## [REQUIREMENTS]
Count the lines of the data below that contain the string "volkswagen" and reply with that number alone.

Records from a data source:
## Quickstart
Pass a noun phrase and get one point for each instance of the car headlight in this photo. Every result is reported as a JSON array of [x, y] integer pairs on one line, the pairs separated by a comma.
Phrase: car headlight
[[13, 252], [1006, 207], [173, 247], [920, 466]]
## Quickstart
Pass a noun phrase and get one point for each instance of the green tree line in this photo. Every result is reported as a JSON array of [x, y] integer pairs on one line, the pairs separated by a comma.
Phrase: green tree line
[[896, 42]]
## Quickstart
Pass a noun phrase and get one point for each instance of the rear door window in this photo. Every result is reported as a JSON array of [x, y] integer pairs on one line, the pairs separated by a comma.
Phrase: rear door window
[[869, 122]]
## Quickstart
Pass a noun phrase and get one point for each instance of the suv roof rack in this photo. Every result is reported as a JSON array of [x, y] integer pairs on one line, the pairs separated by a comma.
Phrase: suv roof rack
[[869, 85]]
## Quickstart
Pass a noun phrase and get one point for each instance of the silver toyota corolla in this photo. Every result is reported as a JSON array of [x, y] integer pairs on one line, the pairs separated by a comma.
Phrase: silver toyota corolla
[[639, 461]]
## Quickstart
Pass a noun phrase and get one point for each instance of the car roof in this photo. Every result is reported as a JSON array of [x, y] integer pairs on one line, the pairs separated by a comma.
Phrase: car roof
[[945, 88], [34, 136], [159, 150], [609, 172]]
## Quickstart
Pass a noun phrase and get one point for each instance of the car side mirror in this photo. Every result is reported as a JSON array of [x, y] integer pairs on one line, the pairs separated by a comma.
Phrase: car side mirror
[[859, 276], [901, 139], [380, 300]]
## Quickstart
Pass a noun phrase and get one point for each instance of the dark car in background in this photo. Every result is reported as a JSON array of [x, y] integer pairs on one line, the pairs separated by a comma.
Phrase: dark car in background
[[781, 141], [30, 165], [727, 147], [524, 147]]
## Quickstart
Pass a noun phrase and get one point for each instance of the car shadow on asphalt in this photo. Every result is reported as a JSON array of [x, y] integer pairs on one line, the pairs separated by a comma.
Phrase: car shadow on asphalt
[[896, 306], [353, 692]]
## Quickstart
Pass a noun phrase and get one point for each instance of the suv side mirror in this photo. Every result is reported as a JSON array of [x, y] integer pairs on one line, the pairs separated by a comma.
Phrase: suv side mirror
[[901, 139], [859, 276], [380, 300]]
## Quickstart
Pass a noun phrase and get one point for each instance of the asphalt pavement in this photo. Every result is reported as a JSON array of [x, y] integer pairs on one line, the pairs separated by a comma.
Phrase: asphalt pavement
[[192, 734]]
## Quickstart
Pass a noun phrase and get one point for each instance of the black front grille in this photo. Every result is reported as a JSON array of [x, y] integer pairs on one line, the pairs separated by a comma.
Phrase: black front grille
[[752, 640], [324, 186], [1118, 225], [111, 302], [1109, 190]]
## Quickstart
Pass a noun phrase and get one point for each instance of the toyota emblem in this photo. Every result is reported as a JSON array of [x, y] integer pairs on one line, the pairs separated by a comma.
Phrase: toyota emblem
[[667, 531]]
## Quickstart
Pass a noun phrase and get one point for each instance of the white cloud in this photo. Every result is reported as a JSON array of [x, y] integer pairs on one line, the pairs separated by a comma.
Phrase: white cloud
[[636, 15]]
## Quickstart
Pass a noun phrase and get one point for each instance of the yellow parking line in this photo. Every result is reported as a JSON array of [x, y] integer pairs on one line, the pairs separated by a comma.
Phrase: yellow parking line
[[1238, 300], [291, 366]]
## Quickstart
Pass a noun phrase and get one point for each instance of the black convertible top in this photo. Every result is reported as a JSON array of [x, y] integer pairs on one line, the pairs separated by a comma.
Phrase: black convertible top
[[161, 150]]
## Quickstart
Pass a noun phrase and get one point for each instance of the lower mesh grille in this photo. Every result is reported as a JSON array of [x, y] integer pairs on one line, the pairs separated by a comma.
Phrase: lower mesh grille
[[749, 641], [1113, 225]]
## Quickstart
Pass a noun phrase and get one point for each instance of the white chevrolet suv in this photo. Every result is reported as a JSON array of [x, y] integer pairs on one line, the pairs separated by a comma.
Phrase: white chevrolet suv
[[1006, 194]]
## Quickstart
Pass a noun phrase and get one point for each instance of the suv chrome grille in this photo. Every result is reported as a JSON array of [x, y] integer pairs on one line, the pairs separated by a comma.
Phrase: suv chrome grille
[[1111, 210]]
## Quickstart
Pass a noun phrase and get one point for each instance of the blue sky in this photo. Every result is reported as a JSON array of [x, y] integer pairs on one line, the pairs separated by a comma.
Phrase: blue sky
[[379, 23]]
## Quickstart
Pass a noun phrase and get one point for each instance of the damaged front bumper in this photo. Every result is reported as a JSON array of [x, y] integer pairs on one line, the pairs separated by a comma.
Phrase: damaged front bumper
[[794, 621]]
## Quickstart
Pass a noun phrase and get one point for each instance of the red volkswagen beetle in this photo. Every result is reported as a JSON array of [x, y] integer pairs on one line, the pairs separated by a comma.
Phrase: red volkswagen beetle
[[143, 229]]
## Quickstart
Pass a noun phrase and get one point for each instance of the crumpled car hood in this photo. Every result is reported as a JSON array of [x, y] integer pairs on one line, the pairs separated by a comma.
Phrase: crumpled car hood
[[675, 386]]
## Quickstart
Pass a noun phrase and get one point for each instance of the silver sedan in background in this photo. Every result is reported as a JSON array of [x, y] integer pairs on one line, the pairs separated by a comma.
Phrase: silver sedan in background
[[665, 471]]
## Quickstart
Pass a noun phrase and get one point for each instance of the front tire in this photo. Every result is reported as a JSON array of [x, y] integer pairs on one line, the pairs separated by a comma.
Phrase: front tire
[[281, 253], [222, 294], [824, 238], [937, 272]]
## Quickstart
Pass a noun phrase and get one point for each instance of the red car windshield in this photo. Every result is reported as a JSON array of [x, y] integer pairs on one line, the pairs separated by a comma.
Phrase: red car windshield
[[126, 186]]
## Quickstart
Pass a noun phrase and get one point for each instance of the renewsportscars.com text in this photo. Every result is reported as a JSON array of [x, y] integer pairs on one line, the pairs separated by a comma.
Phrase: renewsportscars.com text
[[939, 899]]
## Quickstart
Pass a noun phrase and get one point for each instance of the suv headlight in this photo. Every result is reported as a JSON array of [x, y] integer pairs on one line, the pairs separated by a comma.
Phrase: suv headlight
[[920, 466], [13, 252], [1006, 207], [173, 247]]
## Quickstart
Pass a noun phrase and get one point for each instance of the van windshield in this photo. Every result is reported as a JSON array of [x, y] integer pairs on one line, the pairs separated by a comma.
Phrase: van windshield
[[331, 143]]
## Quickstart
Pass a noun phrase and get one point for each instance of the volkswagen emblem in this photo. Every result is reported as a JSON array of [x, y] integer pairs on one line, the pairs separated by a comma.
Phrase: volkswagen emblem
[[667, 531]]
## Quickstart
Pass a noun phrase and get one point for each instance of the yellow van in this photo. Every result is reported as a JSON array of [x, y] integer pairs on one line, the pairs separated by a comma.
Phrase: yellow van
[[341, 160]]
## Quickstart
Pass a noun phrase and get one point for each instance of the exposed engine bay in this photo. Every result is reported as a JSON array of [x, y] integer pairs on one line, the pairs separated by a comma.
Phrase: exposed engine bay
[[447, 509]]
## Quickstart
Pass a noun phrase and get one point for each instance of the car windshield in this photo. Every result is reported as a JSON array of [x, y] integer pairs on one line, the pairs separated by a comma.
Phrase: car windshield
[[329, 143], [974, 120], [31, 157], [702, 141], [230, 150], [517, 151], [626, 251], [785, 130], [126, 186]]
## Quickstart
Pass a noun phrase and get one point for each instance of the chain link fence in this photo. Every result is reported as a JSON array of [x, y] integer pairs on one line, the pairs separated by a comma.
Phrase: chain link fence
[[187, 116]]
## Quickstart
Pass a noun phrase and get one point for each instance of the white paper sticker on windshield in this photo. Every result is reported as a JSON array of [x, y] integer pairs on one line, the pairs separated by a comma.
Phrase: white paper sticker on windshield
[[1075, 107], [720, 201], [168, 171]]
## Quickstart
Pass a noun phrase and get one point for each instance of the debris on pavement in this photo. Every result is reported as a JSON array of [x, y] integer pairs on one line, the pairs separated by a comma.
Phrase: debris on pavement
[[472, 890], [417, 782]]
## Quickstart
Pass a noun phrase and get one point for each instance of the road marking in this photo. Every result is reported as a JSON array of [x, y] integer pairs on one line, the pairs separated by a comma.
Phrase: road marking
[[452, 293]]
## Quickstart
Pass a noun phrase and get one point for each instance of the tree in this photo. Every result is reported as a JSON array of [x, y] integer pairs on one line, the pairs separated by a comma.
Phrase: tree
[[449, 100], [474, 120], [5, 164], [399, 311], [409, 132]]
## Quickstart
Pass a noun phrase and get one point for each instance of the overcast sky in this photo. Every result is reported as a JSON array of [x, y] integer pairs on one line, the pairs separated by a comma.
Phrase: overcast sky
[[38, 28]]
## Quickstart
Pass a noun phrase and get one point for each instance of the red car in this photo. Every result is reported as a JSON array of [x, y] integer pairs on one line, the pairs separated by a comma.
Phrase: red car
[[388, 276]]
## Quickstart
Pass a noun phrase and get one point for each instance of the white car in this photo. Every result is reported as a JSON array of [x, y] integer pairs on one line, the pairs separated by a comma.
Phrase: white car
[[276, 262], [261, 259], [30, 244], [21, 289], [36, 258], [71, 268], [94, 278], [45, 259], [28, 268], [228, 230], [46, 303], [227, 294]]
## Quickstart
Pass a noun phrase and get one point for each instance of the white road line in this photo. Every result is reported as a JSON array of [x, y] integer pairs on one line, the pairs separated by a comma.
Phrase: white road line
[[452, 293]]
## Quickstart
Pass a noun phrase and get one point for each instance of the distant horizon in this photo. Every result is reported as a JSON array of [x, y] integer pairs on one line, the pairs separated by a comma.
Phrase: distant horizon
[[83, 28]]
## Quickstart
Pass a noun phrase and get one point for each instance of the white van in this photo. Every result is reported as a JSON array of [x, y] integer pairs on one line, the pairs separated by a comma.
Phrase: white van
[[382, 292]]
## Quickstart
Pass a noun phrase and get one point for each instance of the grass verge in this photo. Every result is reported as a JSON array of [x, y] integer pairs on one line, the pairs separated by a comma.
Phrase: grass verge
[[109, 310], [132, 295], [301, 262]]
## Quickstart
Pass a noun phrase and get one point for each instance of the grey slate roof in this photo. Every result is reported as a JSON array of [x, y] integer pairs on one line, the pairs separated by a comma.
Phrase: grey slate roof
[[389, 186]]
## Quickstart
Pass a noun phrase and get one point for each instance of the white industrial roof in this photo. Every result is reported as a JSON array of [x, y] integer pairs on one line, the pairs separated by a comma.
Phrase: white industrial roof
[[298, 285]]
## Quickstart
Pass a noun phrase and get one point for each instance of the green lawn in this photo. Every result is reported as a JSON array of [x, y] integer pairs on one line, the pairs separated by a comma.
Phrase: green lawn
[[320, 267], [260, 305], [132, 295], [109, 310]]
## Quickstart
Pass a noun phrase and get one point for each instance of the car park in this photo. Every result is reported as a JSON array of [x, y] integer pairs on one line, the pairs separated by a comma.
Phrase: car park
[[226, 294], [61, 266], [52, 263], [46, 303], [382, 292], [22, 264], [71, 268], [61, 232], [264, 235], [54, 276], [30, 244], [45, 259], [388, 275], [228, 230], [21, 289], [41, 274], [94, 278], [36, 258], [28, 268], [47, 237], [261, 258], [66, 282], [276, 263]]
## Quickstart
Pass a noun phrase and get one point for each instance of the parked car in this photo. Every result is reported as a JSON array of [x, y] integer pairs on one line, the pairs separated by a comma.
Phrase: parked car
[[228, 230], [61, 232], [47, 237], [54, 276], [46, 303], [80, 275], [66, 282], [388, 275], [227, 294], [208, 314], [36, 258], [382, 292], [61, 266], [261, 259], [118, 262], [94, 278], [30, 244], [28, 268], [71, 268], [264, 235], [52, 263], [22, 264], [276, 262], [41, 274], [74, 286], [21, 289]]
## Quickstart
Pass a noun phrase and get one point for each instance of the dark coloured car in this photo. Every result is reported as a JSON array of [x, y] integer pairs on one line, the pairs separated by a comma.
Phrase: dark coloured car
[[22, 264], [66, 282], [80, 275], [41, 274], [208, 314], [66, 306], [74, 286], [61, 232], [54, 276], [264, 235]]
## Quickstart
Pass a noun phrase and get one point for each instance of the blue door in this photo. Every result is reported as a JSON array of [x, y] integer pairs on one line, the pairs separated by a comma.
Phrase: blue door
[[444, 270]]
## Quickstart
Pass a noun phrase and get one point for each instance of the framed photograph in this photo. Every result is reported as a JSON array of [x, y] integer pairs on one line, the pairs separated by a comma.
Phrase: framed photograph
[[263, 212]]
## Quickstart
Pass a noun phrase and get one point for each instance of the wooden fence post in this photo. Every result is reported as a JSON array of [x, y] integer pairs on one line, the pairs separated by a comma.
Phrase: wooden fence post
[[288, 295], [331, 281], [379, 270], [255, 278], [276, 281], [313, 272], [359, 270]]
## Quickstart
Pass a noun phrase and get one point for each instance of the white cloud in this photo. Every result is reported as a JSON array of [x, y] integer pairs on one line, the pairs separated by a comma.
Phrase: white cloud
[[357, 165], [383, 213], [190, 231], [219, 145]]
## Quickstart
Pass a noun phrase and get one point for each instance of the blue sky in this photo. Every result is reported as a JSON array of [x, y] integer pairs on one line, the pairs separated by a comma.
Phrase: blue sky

## [EXERCISE SOLUTION]
4